## Short problem
Print every line of the material below word for word, leaving out the pictures.

Items from a dataset:
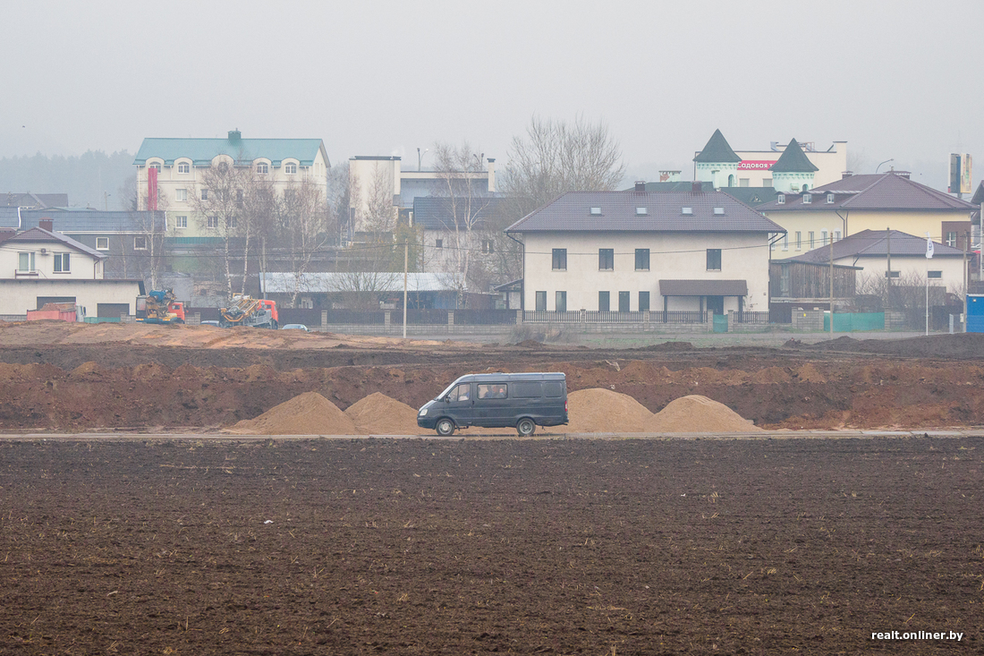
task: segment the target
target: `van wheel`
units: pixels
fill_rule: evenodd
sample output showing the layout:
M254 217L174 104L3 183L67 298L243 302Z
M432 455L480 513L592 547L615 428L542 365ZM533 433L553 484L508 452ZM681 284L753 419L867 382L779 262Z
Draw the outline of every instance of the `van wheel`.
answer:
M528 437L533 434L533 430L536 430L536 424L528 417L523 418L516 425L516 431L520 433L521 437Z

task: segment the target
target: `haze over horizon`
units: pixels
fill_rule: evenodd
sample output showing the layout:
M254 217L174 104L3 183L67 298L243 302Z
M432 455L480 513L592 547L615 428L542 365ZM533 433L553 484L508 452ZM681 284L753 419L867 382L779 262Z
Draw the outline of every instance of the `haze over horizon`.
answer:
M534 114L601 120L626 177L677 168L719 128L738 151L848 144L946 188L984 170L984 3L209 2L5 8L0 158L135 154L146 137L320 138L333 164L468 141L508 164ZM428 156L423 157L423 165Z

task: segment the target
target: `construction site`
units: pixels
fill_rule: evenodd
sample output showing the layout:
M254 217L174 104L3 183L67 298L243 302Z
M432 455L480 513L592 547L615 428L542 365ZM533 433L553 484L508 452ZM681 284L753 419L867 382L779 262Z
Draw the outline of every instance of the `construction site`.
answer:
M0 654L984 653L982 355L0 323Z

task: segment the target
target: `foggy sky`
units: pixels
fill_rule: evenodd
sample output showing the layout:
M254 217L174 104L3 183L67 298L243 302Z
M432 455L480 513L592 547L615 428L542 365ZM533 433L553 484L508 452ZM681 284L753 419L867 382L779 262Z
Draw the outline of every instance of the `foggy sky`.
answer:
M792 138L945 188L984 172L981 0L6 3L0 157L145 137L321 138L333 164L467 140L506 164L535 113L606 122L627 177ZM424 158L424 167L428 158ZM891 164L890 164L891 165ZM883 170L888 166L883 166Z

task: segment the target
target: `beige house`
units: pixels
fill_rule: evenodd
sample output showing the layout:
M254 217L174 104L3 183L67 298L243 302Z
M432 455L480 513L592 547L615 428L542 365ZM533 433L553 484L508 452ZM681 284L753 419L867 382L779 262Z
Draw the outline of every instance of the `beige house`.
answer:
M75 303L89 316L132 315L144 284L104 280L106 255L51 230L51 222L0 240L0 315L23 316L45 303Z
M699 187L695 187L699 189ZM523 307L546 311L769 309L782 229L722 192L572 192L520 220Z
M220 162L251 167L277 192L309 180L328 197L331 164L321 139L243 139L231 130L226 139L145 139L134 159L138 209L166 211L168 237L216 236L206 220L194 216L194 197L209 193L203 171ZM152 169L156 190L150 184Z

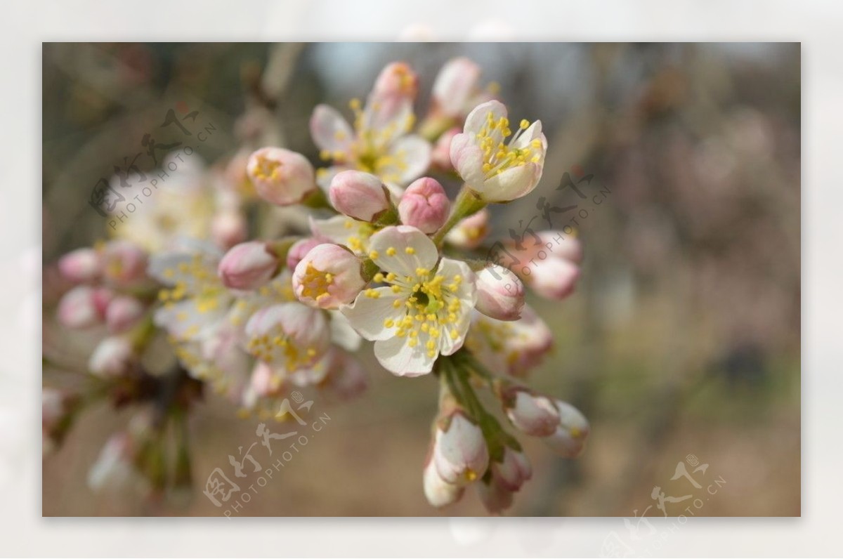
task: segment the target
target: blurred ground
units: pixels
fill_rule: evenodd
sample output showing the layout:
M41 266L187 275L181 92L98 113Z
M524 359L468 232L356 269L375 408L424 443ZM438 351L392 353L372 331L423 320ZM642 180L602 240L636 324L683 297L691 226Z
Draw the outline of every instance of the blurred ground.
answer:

## Solved problem
task: segment the target
target: `van wheel`
units: pixels
fill_rule: evenodd
sample output showing the layout:
M254 217L174 104L3 183L67 298L243 302Z
M432 455L480 513L592 547L615 428L542 365ZM533 433L553 484L508 452ZM681 284L753 419L867 382L779 262Z
Draw the outline of every instance of the `van wheel`.
answer:
M528 437L533 434L533 430L536 430L536 424L528 417L523 418L516 425L516 431L520 433L521 437Z

task: segment the target
target: `haze over horizon`
units: pixels
fill_rule: evenodd
sample output showing the layout:
M254 217L174 104L3 183L67 298L243 302Z
M432 455L480 513L592 547L615 428L542 365ZM533 433L553 484L508 452ZM681 284L753 419L867 382L779 262Z
Draw the outline of every instance of the `haze over horizon`.
answer:
M534 114L601 120L626 177L677 168L719 128L738 151L848 144L946 188L984 170L984 3L209 2L5 8L0 158L135 154L146 137L320 138L333 164L468 141L508 164ZM428 156L423 157L423 165Z

task: segment the target
target: `construction site`
units: pixels
fill_rule: evenodd
sample output showing the layout:
M254 217L174 104L3 183L67 298L243 302Z
M432 455L480 513L592 547L615 428L542 365ZM533 433L553 484L508 452ZM681 284L753 419L867 382L779 262Z
Draw the outline of every instance of the `construction site`.
answer:
M0 654L984 653L982 355L0 323Z

task: segment the target
target: `foggy sky`
units: pixels
fill_rule: evenodd
sample output showing the layout:
M254 217L174 104L3 183L67 298L243 302Z
M432 455L480 513L592 547L615 428L542 365ZM533 433L553 484L508 452ZM681 284L753 419L867 382L779 262Z
Draw the outline of every instance of the `foggy sky`.
answer:
M792 138L945 188L984 172L981 0L6 3L0 157L145 137L321 138L333 164L467 140L506 164L535 113L606 122L627 177ZM424 158L424 167L428 158ZM891 164L890 164L891 165ZM883 170L888 166L883 166Z

task: segment the target
target: `beige house`
units: pixels
fill_rule: evenodd
sample output showing the layout:
M254 217L174 104L3 183L67 298L243 302Z
M432 455L480 513L592 547L615 428L542 365ZM533 433L553 484L508 452ZM681 284L753 419L867 382L779 262Z
Draw the outline of every instance of the `beige house`.
answer:
M75 303L89 316L132 315L144 284L104 280L106 255L51 230L51 222L0 240L0 315L23 316L45 303Z
M699 187L695 187L699 189ZM523 307L546 311L769 309L782 229L722 192L572 192L520 220Z
M220 162L251 167L277 192L309 180L328 197L331 164L321 139L243 139L231 130L226 139L145 139L134 159L138 209L166 211L168 237L216 236L206 220L194 216L194 197L209 193L203 171ZM152 169L156 190L150 184Z

task: segment the target
target: blurred ground
units: pixels
fill_rule: evenodd
sample output showing the layout:
M41 266L187 275L181 92L98 113Z
M524 359L468 232L356 269L375 408L424 443ZM438 351L392 353L372 331L423 320ZM642 180L602 240L636 324L683 297L691 226Z
Draw the outline of every instance of the blurred ground.
answer:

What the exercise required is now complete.